> Problem
Could you rewrite the lines from the first one through the line containing "[219,77,290,284]", replacing "marmoset" with "monkey" and leaving everything else unchanged?
........
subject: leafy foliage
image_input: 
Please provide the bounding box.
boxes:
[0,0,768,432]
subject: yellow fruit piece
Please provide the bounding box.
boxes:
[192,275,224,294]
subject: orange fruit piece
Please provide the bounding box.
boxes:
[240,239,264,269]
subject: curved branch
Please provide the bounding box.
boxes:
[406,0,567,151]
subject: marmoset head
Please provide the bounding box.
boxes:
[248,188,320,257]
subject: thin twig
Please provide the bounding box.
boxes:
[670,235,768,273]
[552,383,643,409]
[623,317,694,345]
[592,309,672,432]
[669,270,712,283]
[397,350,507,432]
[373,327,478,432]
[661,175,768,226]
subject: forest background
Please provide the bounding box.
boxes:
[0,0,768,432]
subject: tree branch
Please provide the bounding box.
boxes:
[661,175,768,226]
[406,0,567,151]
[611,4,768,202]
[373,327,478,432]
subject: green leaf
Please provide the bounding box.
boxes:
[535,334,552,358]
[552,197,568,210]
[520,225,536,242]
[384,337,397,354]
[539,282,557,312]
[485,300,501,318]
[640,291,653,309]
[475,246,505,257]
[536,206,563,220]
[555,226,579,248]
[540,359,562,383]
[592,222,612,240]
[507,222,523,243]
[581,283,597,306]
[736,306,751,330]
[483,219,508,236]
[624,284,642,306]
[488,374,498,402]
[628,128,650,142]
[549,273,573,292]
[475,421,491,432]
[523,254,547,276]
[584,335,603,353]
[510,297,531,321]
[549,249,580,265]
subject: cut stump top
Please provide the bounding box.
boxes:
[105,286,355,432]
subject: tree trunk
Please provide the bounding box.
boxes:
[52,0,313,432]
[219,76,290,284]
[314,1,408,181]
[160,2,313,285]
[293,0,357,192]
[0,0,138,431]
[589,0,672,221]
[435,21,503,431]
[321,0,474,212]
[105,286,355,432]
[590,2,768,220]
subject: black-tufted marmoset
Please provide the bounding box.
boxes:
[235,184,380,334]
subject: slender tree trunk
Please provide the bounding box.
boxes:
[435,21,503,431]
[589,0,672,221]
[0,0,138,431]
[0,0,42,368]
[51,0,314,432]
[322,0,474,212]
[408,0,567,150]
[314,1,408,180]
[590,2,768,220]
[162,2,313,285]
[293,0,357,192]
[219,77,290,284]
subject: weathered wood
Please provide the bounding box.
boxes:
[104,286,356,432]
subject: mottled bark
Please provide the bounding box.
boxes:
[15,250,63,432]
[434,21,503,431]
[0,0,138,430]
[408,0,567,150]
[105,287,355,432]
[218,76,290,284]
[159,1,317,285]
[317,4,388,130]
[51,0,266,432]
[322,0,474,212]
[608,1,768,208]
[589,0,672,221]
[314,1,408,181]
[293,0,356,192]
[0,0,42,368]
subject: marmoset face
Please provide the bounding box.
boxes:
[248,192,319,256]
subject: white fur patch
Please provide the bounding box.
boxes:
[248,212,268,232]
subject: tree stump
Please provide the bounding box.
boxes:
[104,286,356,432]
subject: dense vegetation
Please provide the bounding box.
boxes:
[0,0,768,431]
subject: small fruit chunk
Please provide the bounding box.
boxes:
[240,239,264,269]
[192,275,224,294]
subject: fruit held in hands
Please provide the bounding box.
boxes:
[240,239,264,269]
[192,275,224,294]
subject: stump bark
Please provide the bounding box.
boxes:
........
> Task response
subject: leafy foliage
image_input: 
Please provide the bounding box.
boxes:
[0,0,768,432]
subject: yellow fruit piece
Please provide the bounding box.
boxes:
[192,275,224,294]
subject: orange fruit piece
Please provide the bounding box.
boxes:
[240,239,264,269]
subject: curved branch
Please provide the bounding box.
boxes:
[406,0,567,151]
subject: monkey head
Please provide the bounding box.
boxes:
[248,188,320,257]
subject: thin twig
Please provide the bounding box.
boxes:
[670,235,768,273]
[552,383,643,409]
[623,317,694,345]
[592,309,672,432]
[669,270,712,283]
[397,350,507,432]
[373,327,478,432]
[661,175,768,226]
subject: forest background
Please provide the bounding box.
boxes:
[0,0,768,432]
subject: tree branch
Please provide the bounding box.
boxes:
[661,175,768,226]
[406,0,567,151]
[611,4,768,202]
[373,327,478,432]
subject: green leaf
Please provide the bounding box.
boxes:
[535,334,552,358]
[552,197,568,210]
[520,225,536,242]
[384,337,397,354]
[539,282,557,312]
[485,300,501,318]
[640,291,653,309]
[475,246,505,257]
[536,206,563,220]
[555,226,579,248]
[540,359,562,383]
[592,222,612,240]
[507,222,523,243]
[581,283,597,306]
[736,306,751,330]
[483,219,508,236]
[624,284,642,306]
[488,374,498,402]
[628,128,650,142]
[549,273,573,292]
[475,421,491,432]
[523,254,547,276]
[584,335,603,353]
[510,297,531,321]
[549,249,580,265]
subject: cut stump top
Please provide the bounding box.
boxes:
[105,286,355,432]
subject: tree trunk
Please provide the bounding box.
boxes:
[52,0,313,432]
[219,76,290,284]
[314,1,408,181]
[160,2,313,285]
[293,0,357,192]
[0,0,138,431]
[589,0,672,221]
[435,21,503,431]
[321,0,474,212]
[105,286,355,432]
[590,2,768,220]
subject: black-tufted monkey
Please provide the bounding box.
boxes:
[235,184,380,334]
subject: slender tree trunk
Please provide the bounding box.
boxes:
[435,21,503,431]
[589,0,672,221]
[0,0,138,431]
[0,0,42,368]
[51,0,314,432]
[322,0,474,212]
[408,0,567,150]
[314,1,408,180]
[590,2,768,220]
[162,2,313,285]
[293,0,357,192]
[219,77,290,284]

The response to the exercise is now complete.